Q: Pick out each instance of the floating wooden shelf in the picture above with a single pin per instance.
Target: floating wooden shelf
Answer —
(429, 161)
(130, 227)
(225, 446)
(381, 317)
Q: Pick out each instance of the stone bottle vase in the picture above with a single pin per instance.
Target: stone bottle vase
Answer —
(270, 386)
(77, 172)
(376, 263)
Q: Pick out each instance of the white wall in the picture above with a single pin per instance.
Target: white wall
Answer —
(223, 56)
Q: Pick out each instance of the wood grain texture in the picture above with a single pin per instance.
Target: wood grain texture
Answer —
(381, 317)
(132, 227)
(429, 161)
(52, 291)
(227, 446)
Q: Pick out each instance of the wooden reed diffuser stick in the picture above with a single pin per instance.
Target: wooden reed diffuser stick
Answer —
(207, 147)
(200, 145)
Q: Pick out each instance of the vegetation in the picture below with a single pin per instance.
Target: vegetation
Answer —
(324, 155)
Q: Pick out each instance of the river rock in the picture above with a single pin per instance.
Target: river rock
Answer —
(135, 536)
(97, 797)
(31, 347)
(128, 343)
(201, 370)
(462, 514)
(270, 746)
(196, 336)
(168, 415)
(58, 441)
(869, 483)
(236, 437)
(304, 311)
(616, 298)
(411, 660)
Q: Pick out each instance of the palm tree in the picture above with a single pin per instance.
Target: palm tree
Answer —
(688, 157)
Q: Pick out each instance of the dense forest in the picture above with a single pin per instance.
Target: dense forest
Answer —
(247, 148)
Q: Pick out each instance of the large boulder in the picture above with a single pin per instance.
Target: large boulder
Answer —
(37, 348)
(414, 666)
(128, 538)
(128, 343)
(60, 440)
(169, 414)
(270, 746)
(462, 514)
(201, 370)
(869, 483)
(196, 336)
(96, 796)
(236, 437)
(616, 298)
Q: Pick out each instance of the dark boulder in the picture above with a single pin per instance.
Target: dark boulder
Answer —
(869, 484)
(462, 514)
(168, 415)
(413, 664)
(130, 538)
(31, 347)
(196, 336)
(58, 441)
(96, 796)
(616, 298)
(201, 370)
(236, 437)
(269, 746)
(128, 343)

- - -

Copy out all of the items above, swapping "Pick out" for "Mark" wherever it occurs and leaving every other word unchanged.

Q: Mark each instance of the floating wooden shelf in the picture above with a single pin per instance.
Target: floating wooden shelf
Answer —
(429, 161)
(130, 227)
(225, 446)
(381, 317)
Q: Mark each instance of the stone bottle vase in the picture above with a single pin per instance.
Target: stone bottle vase
Answer —
(270, 386)
(77, 172)
(376, 263)
Q: Mark each instance of the white wall in the picture above with a single pin per instance.
Target: white wall
Answer —
(223, 56)
Q: Mark each instance of the wood grain texture in the picture above with a single pin per instance.
Target: wood grain texture
Answer —
(381, 317)
(132, 227)
(429, 161)
(52, 291)
(227, 446)
Q: Mark each instance of the wooden reed diffuser stick in the picture above with a single pin per instance.
Target: wooden reed diffuser stick
Answer —
(207, 147)
(200, 145)
Q: Mark each instance of the vegetation in the picture below with a single pin per instance.
Target: vegetation
Answer —
(324, 155)
Q: Mark each instance of the river rock in the picture above with a single pin per instance.
Target: river rock
Answer —
(135, 536)
(97, 797)
(31, 347)
(128, 343)
(201, 370)
(462, 514)
(270, 746)
(196, 336)
(168, 415)
(58, 441)
(869, 483)
(236, 437)
(304, 311)
(616, 298)
(411, 660)
Q: Mark each instance of the palm tree in the picture above with a single pin per instance.
Target: palm tree
Answer —
(688, 157)
Q: Mark each instance of the dense forest in the picture above with a single pin per instance.
Target: dense forest
Answer —
(247, 148)
Q: Mark each instance of the large boulder in the picture above with a single pin per instance.
Target: large boulder
Answer —
(37, 348)
(414, 666)
(128, 538)
(128, 343)
(60, 440)
(169, 414)
(270, 746)
(462, 514)
(201, 370)
(869, 483)
(196, 336)
(96, 796)
(236, 437)
(616, 298)
Q: Mark each instance of the dark boulder in the picture above with a single pin per instance.
Target: dark boulder
Answer —
(869, 484)
(462, 514)
(168, 415)
(413, 664)
(130, 538)
(31, 347)
(196, 336)
(58, 441)
(96, 796)
(616, 298)
(201, 370)
(236, 437)
(269, 746)
(128, 343)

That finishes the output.